# Work instruction 1
In the essay on LLM-generated code and observability, what did Hobo say every instrumentation metric implies?
# Work instruction 2
Continue the essay on LLM-generated code and observability from its final paragraph.

# Excerpt provided
It is currently early morning, Sunday, January 11, 2026.
Yesterday, I had lunch with Hobo. It had been a long time since we last met, and we talked a lot over the meal. He was very concerned about our recent situation and work. We exchanged many thoughts.
I envy that he, working in a foreign company, can use LLMs like GPT and Claude Opus without limits for work assistance and efficiency improvement. In contrast, in our domestic work environment, there are still many restrictions and inconveniences in using these tools.
Our consensus is that, in current coding work, code written by LLMs cannot go directly into the production environment—it is very, very unreliable.
Observability
I asked him, if we limit it to a single module and it passes strict unit tests and benchmark tests, can it be used? He added that excellent observability is also needed, as long-term service stability must be considered. Furthermore, the cost of splitting a large system into many such well-defined small modules is inherently very high.
This is indeed a point I had previously overlooked. In this article, I mentioned that after passing interface style tests, unit tests, and benchmark tests, humans can trust LLM-generated code. I once constructed a benchmark test where, considering CPU and memory usage, ordinary benchmark tests alone could not detect performance issues in LLM-generated code. You must apply stress tests in advance to uncover problems. Stress tests also cannot truly simulate the various complex scenarios in a production environment, so ultimately, excellent observability is required to use LLM-generated code in production.
But how should observability be designed and tested?
Observability itself is a tool for testing whether actual conditions meet expectations, but it operates in the production environment rather than the testing environment.
Moreover, it may need to intrude into the implementation code to collect sufficient information. (Intrusive instrumentation typically implies higher maintenance costs.)
If we simply collect some metric data from outside the interface and environmental information, we can often only uncover a portion of the issues. For example, we cannot observe whether the internal state of the module is correct, whether it is consuming excessive resources, whether there are memory leaks, deadlocks, etc.
Furthermore, observability metrics are often related to resource isolation, such as CPU, memory, I/O, etc. Without excellent resource isolation, it is often difficult to detect issues.
Additionally, the key to observability lies in the alerting system. Hobo once mentioned, "Every instrumentation metric implies it should have a corresponding alerting rule; otherwise, the instrumentation is meaningless."
In practice, alerting rules are typically an operations task, while instrumentation is a development task. Perhaps this practice itself is problematic. Why don't we consider embedding alerting rules directly in the code?
For example, each instrumentation point could carry a definition of an alerting rule, automatically triggering an alert when a metric exceeds a certain threshold. This way, developers can directly consider observability and alerting rules while writing code, thereby improving code quality and reliability.
For instance, while instrumenting, we could also design an assertion mechanism where if an assertion fails, an alert is triggered. This seems similar to an error/warning mechanism. Does logging an error/warning imply it needs attention?
We could start with logs, focusing on recording error/warning logs, treating these logs as part of observability, and combining them with the alerting system to enhance system reliability.

# Dataset extract
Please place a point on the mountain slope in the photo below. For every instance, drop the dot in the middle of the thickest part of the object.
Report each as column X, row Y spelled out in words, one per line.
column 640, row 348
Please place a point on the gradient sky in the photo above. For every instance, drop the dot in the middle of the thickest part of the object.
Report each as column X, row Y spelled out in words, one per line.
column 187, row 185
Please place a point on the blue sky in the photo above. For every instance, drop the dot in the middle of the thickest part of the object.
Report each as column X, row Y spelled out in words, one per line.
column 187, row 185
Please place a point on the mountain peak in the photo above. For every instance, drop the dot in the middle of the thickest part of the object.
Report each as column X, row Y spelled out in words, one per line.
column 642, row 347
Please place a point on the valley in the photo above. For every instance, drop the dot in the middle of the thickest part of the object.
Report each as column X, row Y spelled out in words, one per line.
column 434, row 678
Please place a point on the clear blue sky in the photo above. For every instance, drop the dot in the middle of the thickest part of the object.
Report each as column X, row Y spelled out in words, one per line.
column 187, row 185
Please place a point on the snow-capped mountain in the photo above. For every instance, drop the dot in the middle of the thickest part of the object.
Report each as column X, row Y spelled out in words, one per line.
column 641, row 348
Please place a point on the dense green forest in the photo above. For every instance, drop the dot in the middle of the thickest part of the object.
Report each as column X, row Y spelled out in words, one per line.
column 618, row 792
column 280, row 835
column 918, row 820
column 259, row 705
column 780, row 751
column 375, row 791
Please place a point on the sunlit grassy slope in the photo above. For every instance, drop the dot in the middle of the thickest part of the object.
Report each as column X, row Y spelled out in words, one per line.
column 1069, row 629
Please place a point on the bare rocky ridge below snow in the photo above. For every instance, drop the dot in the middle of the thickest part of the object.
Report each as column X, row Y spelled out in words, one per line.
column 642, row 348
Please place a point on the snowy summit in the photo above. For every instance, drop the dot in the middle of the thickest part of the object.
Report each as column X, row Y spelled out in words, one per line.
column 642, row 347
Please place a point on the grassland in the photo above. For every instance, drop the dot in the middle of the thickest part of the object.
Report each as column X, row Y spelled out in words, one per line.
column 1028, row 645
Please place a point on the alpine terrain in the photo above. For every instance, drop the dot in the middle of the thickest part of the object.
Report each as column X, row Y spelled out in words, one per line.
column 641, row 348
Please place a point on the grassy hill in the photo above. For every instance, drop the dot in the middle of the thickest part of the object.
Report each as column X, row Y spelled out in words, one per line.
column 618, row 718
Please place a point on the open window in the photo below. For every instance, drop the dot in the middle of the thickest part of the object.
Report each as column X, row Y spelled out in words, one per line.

# Final answer 1
Every instrumentation metric implies it should have a corresponding alerting rule; otherwise, the instrumentation is meaningless.

# Final answer 2
I strongly agree with Hobo's viewpoint: Code deployed to production must have excellent observability; otherwise, long-term stability cannot be guaranteed.
LLM Intelligence Level vs. Engineering Methods
Additionally, Hobo mentioned the issue of how the LLM's own intelligence level affects coding quality. Here, we have some disagreement.
He believes that the LLM's intelligence level is the key factor determining coding quality—insufficient intelligence means the task cannot be completed. I believe that while the LLM's intelligence level is important, the more critical aspect is how to design tasks and testing processes well to ensure the generated code meets expectations.
Hobo leans toward elite capability, a talentist viewpoint; whereas I lean more toward system optimization, a constructivist viewpoint.
Both are correct, but at different stages.
Below the model capability threshold, I am absolutely correct. For the vast majority of current commercial applications, the value of engineering methods far outweighs waiting for the next "smarter" model. A well-designed prompt chain, a comprehensive test suite, and an iterative process can completely enable a moderately capable model to produce stable, usable code. This is the mainstream and successful path for current AI application deployment.
When facing true cognitive limits, Hobo's viewpoint becomes evident. When task complexity reaches a level requiring genuine understanding, abstraction, and innovation (e.g., designing a brand-new algorithm or understanding an extremely vague, contradictory requirement), the model's "intelligence ceiling" becomes an insurmountable obstacle. At this point, no process, no matter how good, can make the model accomplish something it "cognitively cannot do."
I represent the "pragmatism of the engineer," the core driving force for creating value with AI today. Hobo represents the "foresight of the researcher," focusing on future breakthroughs in capability.
The ideal state is "elite-level intelligence" combined with "elite-level engineering methods."
Using the best processes to stimulate and harness the most powerful intelligence. Our disagreement is not about right or wrong but about focus (current optimization vs. fundamental breakthrough) and time scale (short-term deployment vs. long-term evolution).
In a team, this complementary perspective is extremely valuable.